Text shown.

▶

I can further ease my bug fixing pain by marking my symptoms with red/yellow/green indicators of some sort.  A red symptom is one with no known cause.  A yellow symptom is one with a known cause but for which that cause has not been fixed or for which we have insufficient test data to convince ourselves that the problem has really been resolved.  A green symptom is one that no longer occurs in the system.  Of course, there’s always the problem of proving the negative.  I know we can never color a symptom green if we want perfection, but nobody’s perfect.  We all have some threshold marking the point at which we’re willing to call a problem solved.  This color coding allows us to easily see the status of our defect tracking efforts.  I can withdraw T-2 and unlinking from S-2 if I want.  If solving C-1 doesn’t make S-2 go away, I don’t have to go searching for S-2 because it’s probably still on my list of yellow symptoms and is easy to find.  Otherwise, no sweat.  It’s easier to write search tools for symptoms without all the extra chatter from causes and test data, so I should be able to find it if I really have to.

There’s one further complexity that comes to mind.  While causes have precise definitions, symptoms often don’t.     Since I don’t know what conditions might be relevant to a symptom (if I did, I’d know the cause!), I’m probably only going to record the most complete description of the problem I have at the time.  I’m bound to leave out some details.  What happens when I think that S-2 is happening again and upon further investigation I discover that it’s really a slight variation on S-2?  It’s possible that a variation on S-2 has a completely separate cause.  You’d hope not, since good software design should separate control structures enough that similar symptoms are related to a single locus of control, but then again the more poorly design the system, the more you need a sophisticated defect tracker to help you dig yourself out of the hole you’re in.

◀

Supplied data.
▶

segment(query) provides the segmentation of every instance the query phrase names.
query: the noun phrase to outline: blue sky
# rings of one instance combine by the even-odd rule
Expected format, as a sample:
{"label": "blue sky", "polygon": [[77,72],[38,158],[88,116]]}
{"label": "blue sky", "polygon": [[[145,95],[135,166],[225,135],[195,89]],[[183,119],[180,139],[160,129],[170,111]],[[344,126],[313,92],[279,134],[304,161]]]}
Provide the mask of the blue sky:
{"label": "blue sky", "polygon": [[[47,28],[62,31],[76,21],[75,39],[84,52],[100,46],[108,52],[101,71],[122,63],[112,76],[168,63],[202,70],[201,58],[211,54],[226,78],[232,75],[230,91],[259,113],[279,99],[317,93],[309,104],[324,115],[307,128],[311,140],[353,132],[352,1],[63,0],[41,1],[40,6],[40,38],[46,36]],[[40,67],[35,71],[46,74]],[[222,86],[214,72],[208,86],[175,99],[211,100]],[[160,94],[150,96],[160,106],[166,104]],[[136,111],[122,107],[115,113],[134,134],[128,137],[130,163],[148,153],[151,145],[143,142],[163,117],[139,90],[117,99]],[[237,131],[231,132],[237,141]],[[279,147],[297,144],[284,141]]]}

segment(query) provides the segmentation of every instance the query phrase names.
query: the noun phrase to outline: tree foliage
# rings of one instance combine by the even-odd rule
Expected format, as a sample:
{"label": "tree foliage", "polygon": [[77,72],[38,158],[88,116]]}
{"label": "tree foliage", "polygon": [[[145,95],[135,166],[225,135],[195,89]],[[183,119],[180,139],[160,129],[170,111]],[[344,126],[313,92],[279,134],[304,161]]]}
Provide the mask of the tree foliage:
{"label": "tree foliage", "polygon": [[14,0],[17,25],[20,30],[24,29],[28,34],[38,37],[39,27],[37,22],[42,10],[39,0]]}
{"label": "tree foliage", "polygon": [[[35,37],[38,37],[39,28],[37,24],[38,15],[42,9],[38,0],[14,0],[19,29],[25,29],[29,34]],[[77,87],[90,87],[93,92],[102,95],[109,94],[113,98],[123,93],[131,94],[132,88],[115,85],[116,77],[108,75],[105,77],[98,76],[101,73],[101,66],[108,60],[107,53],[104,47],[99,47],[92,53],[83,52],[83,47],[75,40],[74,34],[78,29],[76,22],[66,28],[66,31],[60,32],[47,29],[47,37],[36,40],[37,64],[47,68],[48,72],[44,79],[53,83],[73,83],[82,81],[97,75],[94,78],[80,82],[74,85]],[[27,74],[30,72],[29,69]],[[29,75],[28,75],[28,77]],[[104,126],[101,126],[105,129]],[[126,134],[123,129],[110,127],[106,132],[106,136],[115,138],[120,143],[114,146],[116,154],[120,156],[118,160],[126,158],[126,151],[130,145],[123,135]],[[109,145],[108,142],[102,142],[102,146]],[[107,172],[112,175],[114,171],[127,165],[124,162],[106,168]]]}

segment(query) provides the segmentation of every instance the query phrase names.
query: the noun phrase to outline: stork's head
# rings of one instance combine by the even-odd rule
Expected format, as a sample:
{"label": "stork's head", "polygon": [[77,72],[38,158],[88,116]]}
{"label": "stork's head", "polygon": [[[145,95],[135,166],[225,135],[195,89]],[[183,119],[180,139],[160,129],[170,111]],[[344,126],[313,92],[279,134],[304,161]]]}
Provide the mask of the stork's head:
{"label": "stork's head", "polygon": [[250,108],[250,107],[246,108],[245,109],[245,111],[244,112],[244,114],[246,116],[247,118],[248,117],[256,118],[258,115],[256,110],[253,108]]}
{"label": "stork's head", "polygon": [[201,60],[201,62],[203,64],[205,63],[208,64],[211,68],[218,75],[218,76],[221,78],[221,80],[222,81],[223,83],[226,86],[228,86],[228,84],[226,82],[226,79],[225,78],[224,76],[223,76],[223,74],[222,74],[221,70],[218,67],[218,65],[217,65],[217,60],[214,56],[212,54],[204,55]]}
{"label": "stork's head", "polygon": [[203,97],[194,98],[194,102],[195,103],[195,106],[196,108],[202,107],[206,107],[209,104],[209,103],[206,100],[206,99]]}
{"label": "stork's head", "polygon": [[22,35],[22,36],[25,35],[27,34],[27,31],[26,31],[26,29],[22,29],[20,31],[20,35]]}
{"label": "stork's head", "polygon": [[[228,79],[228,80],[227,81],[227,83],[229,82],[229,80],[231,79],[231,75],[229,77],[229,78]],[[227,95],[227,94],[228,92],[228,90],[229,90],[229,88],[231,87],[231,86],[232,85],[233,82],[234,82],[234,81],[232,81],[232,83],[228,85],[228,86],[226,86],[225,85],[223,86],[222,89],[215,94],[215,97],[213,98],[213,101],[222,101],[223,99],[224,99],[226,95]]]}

◀

Exercise prompt. Copy the bug-tracking text starting with "There’s one further" and going on through "hole you’re in.", swapping in "S-3" wherever "S-2" appears.

Exercise response.
There’s one further complexity that comes to mind.  While causes have precise definitions, symptoms often don’t.     Since I don’t know what conditions might be relevant to a symptom (if I did, I’d know the cause!), I’m probably only going to record the most complete description of the problem I have at the time.  I’m bound to leave out some details.  What happens when I think that S-3 is happening again and upon further investigation I discover that it’s really a slight variation on S-3?  It’s possible that a variation on S-3 has a completely separate cause.  You’d hope not, since good software design should separate control structures enough that similar symptoms are related to a single locus of control, but then again the more poorly design the system, the more you need a sophisticated defect tracker to help you dig yourself out of the hole you’re in.